Problem description: Collect every line of the records that contains the word "reflection" and copy each one out in full.

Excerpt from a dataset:
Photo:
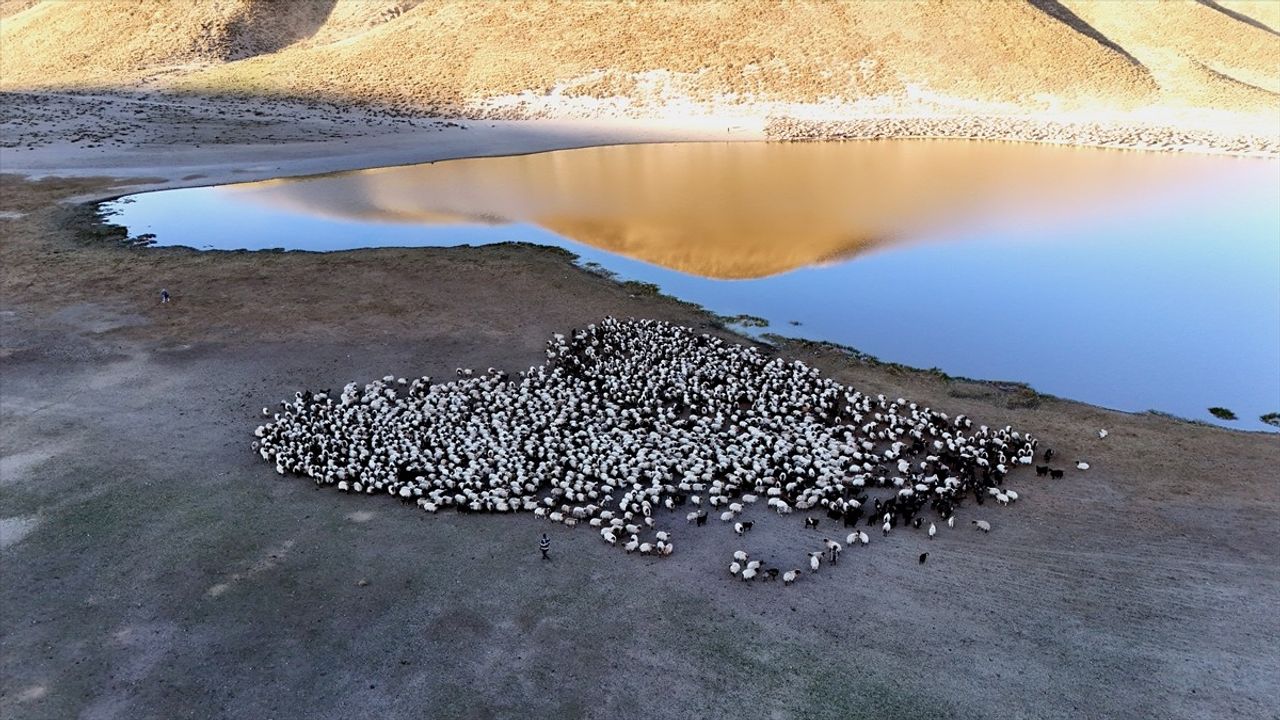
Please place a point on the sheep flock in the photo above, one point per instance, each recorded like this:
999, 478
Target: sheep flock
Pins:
634, 422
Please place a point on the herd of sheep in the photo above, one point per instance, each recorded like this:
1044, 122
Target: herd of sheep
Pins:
627, 422
1025, 130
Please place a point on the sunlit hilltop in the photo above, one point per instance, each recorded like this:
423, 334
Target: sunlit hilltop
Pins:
520, 59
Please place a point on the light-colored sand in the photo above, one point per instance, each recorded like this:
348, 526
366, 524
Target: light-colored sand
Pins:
1182, 63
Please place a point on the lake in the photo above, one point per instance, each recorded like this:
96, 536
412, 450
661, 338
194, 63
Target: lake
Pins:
1127, 279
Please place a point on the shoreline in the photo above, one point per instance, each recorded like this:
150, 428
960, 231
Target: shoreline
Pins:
141, 531
728, 324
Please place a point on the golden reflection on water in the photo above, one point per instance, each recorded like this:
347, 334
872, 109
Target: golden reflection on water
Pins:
744, 210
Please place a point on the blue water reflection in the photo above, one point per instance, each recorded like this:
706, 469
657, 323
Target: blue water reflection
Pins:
1168, 302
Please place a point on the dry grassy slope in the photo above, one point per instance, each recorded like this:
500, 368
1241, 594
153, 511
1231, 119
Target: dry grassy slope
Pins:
447, 54
1219, 58
438, 54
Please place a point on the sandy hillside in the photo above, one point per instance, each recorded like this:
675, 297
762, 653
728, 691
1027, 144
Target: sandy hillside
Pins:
533, 58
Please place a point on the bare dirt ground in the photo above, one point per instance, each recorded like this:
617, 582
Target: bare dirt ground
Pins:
154, 568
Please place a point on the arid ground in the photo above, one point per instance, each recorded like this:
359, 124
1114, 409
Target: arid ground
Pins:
152, 566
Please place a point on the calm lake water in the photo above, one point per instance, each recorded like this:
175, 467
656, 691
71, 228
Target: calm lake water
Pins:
1127, 279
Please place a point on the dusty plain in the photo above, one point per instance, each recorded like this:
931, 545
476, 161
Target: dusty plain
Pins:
154, 568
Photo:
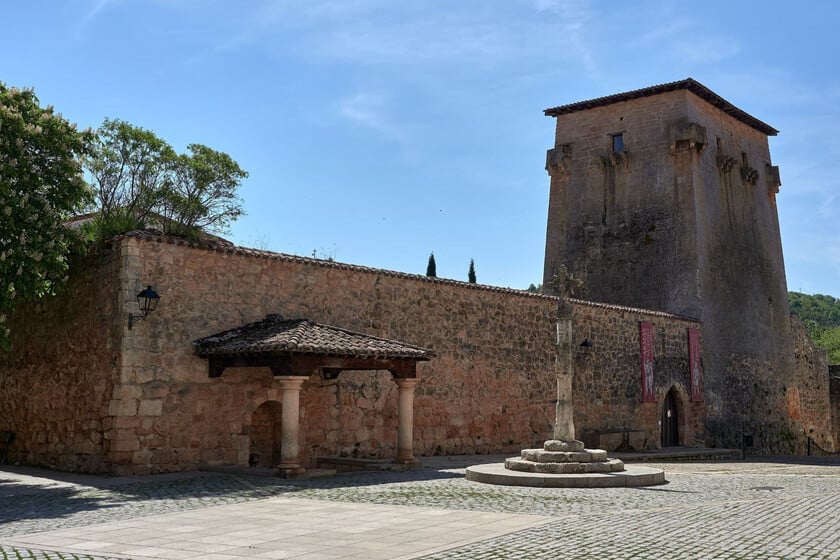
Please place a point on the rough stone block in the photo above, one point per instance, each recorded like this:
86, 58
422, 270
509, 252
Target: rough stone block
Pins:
150, 407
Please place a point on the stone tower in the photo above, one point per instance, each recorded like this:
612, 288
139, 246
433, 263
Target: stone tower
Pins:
664, 198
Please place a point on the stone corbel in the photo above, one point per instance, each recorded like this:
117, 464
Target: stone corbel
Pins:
558, 160
749, 175
688, 135
614, 159
774, 181
726, 163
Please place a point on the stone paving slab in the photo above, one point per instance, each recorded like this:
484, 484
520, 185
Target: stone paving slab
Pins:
765, 509
284, 528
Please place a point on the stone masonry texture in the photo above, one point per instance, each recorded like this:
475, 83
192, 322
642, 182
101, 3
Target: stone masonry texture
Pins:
684, 221
679, 230
489, 390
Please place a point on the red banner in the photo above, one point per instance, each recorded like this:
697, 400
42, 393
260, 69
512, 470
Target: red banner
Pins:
646, 350
696, 371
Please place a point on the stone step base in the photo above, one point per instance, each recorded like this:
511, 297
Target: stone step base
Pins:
632, 476
604, 466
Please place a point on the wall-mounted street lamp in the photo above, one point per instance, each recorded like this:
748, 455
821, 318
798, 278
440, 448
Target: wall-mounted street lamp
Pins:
147, 300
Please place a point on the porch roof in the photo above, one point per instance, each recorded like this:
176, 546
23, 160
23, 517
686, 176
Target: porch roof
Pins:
275, 335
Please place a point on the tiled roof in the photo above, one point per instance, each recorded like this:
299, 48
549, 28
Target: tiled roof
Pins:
689, 84
276, 335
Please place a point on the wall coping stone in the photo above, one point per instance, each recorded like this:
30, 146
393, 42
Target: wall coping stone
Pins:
220, 247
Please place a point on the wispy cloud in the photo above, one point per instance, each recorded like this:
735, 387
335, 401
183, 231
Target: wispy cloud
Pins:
95, 9
370, 110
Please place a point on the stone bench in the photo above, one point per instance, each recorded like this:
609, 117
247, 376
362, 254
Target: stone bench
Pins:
6, 439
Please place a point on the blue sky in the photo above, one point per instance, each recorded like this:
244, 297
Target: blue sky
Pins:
376, 132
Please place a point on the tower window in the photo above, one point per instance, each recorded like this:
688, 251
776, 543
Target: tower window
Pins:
618, 142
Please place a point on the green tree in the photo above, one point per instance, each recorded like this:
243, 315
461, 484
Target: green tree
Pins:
140, 180
41, 186
130, 170
431, 268
829, 340
820, 314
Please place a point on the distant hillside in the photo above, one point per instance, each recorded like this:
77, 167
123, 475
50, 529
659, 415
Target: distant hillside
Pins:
821, 316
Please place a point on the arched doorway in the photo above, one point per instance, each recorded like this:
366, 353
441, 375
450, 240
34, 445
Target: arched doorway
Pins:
265, 435
670, 420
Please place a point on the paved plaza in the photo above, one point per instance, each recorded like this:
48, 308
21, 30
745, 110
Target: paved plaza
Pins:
768, 509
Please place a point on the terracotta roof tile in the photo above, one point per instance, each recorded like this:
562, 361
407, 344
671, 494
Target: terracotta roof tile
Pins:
689, 84
277, 335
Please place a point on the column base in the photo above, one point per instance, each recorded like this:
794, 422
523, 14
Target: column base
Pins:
289, 470
407, 460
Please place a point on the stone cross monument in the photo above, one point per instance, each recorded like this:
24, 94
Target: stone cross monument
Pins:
563, 285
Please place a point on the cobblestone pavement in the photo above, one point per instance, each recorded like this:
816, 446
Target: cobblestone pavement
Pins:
735, 510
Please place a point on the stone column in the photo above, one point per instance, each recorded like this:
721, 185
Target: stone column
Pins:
564, 426
405, 429
290, 427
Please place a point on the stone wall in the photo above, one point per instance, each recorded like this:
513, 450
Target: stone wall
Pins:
809, 400
834, 395
55, 385
85, 392
683, 221
490, 388
608, 384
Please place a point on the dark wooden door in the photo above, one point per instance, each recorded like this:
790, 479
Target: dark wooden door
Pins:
670, 422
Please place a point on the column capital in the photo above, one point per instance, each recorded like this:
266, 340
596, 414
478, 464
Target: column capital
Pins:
406, 382
290, 381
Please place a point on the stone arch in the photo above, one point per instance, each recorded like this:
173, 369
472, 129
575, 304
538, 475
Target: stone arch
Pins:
265, 435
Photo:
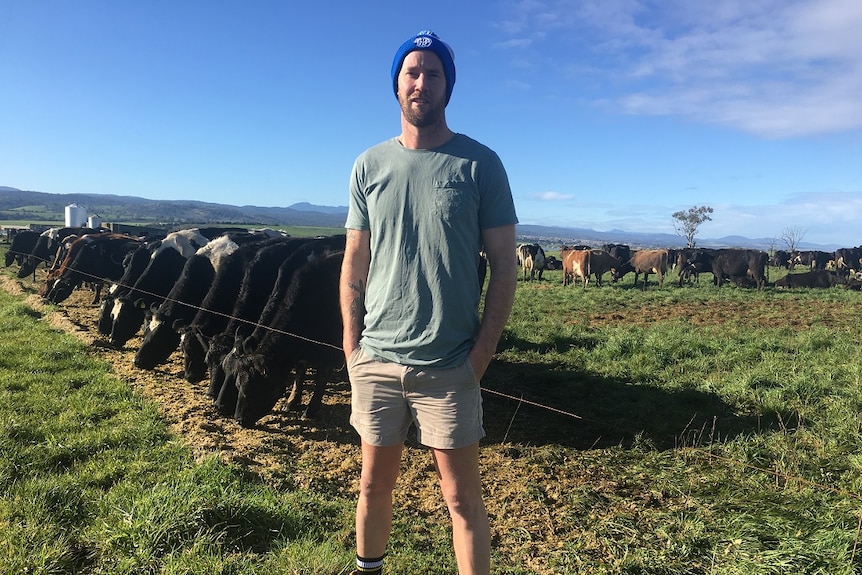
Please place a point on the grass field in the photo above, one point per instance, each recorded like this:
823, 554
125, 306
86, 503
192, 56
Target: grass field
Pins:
681, 430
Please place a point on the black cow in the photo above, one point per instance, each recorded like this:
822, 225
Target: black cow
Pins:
847, 259
162, 271
811, 279
92, 258
531, 257
222, 367
22, 245
688, 265
780, 259
134, 265
224, 309
734, 264
306, 331
620, 251
160, 338
812, 259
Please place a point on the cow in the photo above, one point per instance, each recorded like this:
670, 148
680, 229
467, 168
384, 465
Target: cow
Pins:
220, 356
693, 262
22, 245
812, 259
45, 249
644, 262
602, 262
531, 257
620, 251
740, 263
847, 259
160, 338
576, 264
92, 258
811, 279
155, 282
222, 307
134, 265
780, 259
735, 264
306, 331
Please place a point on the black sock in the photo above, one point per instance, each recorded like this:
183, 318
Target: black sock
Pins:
368, 566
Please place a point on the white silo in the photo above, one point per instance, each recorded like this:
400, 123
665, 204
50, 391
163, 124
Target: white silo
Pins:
76, 216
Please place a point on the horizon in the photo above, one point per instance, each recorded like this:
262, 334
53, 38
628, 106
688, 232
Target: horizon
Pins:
724, 241
606, 115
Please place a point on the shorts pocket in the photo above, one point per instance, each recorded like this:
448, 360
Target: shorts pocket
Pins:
354, 358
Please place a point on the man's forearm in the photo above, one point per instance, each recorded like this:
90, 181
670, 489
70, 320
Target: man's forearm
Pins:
354, 275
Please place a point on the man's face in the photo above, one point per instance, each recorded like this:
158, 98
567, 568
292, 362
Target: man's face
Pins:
422, 88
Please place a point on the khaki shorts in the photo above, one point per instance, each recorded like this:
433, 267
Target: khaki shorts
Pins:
386, 398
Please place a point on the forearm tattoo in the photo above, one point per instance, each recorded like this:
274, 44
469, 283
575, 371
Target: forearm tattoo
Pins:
357, 304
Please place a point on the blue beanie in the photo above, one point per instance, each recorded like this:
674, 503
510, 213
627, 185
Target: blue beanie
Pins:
427, 40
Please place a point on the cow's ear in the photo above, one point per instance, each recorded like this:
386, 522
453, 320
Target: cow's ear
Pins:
249, 344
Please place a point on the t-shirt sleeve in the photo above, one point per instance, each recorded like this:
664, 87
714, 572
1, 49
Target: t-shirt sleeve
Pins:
357, 210
497, 206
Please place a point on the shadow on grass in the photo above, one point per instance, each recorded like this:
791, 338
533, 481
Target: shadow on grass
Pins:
581, 410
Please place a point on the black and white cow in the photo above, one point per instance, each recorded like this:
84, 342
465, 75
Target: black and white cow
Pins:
155, 282
181, 304
134, 265
223, 370
306, 331
235, 296
22, 245
531, 258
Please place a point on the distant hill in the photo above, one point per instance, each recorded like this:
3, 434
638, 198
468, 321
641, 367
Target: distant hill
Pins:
21, 205
16, 204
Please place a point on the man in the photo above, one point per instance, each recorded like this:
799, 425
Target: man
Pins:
422, 207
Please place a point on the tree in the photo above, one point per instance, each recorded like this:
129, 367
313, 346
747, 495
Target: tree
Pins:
686, 222
792, 237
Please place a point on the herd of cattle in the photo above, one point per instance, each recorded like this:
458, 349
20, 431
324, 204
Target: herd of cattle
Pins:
251, 309
744, 267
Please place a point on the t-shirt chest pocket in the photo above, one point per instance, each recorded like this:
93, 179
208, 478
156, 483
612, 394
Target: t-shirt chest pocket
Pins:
454, 200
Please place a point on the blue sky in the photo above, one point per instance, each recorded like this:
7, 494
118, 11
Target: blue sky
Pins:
608, 114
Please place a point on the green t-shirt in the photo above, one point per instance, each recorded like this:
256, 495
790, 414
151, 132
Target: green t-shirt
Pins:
425, 210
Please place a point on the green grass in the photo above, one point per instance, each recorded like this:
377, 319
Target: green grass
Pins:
91, 481
696, 431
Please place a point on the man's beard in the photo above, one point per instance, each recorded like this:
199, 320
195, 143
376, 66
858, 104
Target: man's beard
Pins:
422, 119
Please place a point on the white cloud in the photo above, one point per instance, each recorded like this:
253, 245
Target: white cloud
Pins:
777, 69
551, 196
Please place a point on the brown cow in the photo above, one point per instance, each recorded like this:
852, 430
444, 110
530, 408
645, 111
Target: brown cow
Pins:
576, 264
602, 262
645, 262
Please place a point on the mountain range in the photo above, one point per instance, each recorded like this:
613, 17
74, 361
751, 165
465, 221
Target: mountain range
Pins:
21, 205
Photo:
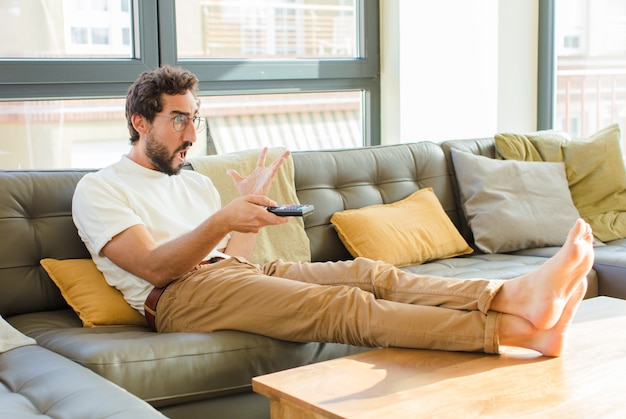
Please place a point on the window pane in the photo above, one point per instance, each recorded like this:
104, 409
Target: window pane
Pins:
298, 121
265, 29
65, 29
92, 133
591, 65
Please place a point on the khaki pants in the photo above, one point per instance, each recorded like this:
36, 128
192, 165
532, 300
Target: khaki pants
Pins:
360, 302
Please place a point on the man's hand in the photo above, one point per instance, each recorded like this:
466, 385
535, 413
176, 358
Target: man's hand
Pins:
260, 180
248, 214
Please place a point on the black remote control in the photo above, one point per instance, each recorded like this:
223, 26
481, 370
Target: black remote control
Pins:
292, 210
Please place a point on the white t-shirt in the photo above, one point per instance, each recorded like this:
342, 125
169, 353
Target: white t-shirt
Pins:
125, 194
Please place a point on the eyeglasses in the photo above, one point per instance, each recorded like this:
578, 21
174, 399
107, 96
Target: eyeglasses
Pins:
180, 122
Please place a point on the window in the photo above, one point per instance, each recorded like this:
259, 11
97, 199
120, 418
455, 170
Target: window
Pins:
583, 68
297, 73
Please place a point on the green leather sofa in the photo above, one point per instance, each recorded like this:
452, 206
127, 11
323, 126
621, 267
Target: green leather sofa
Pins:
209, 375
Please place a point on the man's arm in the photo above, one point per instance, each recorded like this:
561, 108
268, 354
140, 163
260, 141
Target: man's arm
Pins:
257, 183
135, 251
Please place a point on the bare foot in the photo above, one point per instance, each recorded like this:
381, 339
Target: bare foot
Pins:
541, 296
518, 332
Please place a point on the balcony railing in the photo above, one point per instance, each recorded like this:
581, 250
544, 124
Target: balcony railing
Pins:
589, 99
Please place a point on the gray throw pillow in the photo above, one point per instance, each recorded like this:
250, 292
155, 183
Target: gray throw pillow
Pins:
512, 205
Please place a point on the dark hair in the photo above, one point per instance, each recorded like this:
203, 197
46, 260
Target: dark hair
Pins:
144, 95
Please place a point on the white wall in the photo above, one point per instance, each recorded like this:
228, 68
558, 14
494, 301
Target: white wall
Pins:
457, 68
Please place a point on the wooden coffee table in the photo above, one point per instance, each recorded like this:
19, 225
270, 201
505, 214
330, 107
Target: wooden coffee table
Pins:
589, 380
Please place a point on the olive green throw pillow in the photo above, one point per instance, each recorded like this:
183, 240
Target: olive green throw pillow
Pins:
595, 173
410, 231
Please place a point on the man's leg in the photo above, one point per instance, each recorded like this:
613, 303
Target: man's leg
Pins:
387, 282
234, 295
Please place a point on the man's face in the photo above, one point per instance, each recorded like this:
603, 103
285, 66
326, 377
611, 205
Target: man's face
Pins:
169, 139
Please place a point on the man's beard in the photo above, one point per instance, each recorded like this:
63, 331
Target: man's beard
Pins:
161, 158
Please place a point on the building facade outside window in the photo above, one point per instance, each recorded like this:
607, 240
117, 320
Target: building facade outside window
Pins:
302, 74
588, 91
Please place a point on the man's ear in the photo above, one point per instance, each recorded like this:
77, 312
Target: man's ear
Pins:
139, 123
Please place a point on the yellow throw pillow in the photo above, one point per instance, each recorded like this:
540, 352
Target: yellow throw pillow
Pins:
595, 173
84, 288
411, 231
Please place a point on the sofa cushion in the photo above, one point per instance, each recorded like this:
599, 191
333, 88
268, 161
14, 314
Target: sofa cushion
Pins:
595, 172
413, 230
512, 205
37, 383
11, 338
84, 288
171, 368
337, 180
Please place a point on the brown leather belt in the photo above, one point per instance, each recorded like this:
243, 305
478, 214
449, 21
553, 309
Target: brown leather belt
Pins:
155, 295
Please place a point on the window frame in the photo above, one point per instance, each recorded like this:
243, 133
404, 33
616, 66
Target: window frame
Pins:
546, 66
154, 29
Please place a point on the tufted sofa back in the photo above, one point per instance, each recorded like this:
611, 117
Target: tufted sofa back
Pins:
35, 222
35, 208
336, 180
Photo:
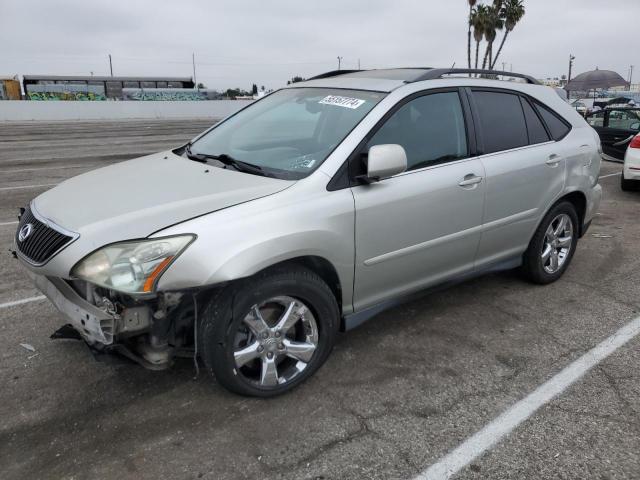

Reply:
Please place a point on the golden reflection on water in the photo above, one point per instance, each recorded like this:
Target: golden reflection on water
Please place a point on the blue water reflection in the photo above, one point per instance, each recorded like this:
Target: blue water reflection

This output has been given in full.